(Document section Opens)
Prognosis of Epilepsy in the Elderly
Epilepsy is a self-remitting clinical condition in several patients. Among people with newly diagnosed epilepsy followed for several decades, up to 80% enter prolonged periods of seizure remission and up to 50% continue to be seizure-free after treatment discontinuation [41, 42]. Clinical experience dictates that the outcome of the disease can be even better in the elderly [43]. In a population-based cohort of newly diagnosed patients, half of them followed for at least 10 years, the cumulative probability of starting a 2-year sustained seizure remission increased with age and was 90.2% in individuals aged 55 years or older [44]. However, when other prognostic predictors are taken into consideration, there is no evidence that age at onset of seizures affects seizure outcome [45]. Thus, there is a possibility that patients with acute symptomatic seizures are included, which, by definition, carry a lower risk of relapse than unprovoked seizures [46].
Future Directions
Future epidemiological studies will show a steady increase in the number of subjects experiencing seizures and epilepsy, with a peak in the elderly. This increase will be explained only in part by the changes in the definition of the disease because the growth of the world population and the overall reduction of premature mortality in low-income countries will be followed by an increase in the number of surviving aged individuals. This will reflect in a substantial increase of seizures and epilepsy in this age group as a result of the increase in the number of age-related and aging-related diseases having epileptogenic potential. As the incidence of the disease is highest in the elderly, in low-income countries and in socially deprived minorities, poor aged individuals represent the category at highest risk of seizures and epilepsy. For these reasons, aged subjects require special attention for the detection of the disease and its prevention through the reduction of preventable epileptogenic factors.
Disclosure Statement
E.B.: reports of having received grants from UCB-Pharma and from the Italian Ministry of Health. G.G. declares no conflicts of interest to disclose.
(Document section Closes)
What you have to do –
Reproduce the passage on epilepsy in the elderly word for word from "Disclosure Statement" to "interest to disclose.".
(Extracted material Opens)
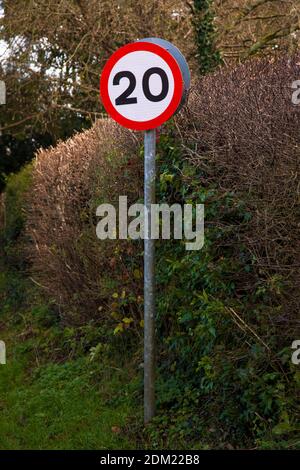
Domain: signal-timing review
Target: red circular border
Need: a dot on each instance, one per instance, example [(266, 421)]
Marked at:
[(178, 86)]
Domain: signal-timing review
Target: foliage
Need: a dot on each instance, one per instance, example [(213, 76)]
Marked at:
[(224, 381), (205, 35), (225, 314)]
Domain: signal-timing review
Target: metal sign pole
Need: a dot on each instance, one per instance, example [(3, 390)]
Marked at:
[(149, 279)]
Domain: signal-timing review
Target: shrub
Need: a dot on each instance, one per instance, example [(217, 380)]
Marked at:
[(226, 315), (70, 181)]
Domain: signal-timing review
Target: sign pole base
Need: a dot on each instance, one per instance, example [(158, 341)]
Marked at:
[(149, 279)]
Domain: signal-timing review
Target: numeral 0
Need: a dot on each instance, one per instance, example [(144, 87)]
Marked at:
[(125, 97)]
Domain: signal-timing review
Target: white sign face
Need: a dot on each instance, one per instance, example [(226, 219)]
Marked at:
[(146, 83), (141, 86)]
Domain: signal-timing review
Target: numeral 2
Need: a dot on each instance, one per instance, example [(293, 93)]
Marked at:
[(125, 98)]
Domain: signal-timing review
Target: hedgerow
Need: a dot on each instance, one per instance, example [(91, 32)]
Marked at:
[(227, 314)]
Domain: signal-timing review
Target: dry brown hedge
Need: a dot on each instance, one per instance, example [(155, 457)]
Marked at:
[(70, 181), (240, 127)]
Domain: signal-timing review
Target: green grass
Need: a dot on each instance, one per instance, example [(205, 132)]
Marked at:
[(63, 406), (53, 393)]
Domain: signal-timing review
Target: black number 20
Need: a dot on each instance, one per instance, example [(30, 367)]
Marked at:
[(125, 98)]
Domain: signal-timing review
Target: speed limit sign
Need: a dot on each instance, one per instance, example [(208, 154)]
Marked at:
[(143, 84)]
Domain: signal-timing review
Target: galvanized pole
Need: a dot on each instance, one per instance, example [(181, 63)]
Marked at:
[(149, 279)]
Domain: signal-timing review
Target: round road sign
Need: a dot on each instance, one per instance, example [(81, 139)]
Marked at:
[(142, 85)]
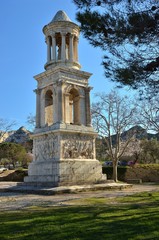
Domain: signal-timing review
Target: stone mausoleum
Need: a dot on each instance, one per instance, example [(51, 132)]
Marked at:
[(63, 140)]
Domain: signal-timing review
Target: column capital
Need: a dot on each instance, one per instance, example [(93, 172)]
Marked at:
[(37, 91)]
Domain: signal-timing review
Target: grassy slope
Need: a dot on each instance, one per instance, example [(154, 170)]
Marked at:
[(131, 217)]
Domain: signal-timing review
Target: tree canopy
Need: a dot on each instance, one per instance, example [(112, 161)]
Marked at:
[(127, 31)]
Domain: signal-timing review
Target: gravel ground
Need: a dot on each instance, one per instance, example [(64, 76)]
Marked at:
[(18, 201)]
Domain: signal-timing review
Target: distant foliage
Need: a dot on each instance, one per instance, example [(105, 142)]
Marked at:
[(127, 32)]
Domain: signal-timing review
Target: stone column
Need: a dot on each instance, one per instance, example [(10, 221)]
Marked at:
[(48, 49), (71, 57), (88, 110), (53, 47), (67, 108), (76, 49), (60, 103), (63, 50), (42, 108), (37, 91)]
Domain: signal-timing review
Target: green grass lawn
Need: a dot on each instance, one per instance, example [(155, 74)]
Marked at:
[(130, 217)]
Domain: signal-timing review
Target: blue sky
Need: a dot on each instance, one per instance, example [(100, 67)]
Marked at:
[(23, 54)]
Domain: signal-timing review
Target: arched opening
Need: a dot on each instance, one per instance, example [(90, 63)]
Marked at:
[(48, 108), (74, 106), (58, 46)]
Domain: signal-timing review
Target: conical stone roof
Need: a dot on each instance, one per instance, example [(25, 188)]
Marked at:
[(61, 16)]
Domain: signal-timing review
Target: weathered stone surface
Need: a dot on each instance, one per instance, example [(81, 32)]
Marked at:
[(63, 141)]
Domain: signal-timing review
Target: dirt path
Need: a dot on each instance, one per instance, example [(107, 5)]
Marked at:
[(18, 201)]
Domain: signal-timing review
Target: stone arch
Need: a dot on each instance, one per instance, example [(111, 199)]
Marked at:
[(48, 107), (74, 106)]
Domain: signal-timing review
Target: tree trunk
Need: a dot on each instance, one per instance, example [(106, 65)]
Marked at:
[(115, 174)]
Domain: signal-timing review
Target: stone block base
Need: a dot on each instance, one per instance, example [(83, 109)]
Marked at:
[(65, 172)]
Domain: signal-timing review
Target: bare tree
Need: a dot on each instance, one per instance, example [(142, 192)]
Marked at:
[(5, 126), (149, 114), (112, 115)]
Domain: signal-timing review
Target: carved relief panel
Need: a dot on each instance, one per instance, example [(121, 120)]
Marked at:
[(79, 147), (45, 147)]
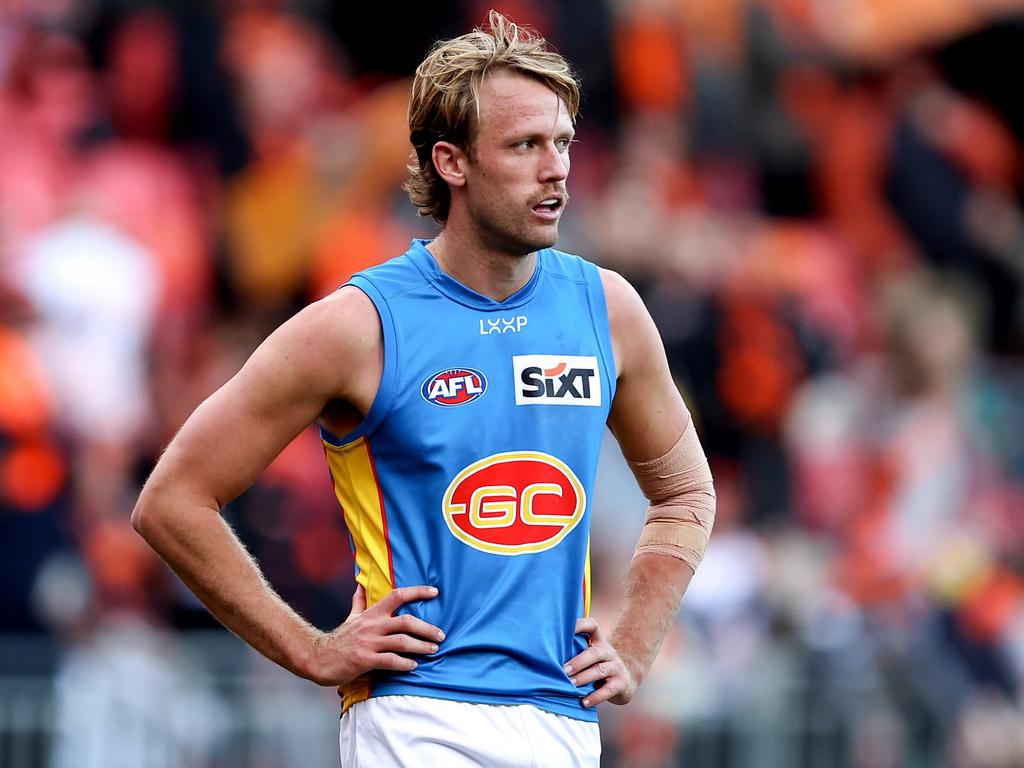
(Extracted material Closes)
Your solution –
Disclosure Statement
E.B.: reports of having received grants from UCB-Pharma and from the Italian Ministry of Health. G.G. declares no conflicts of interest to disclose.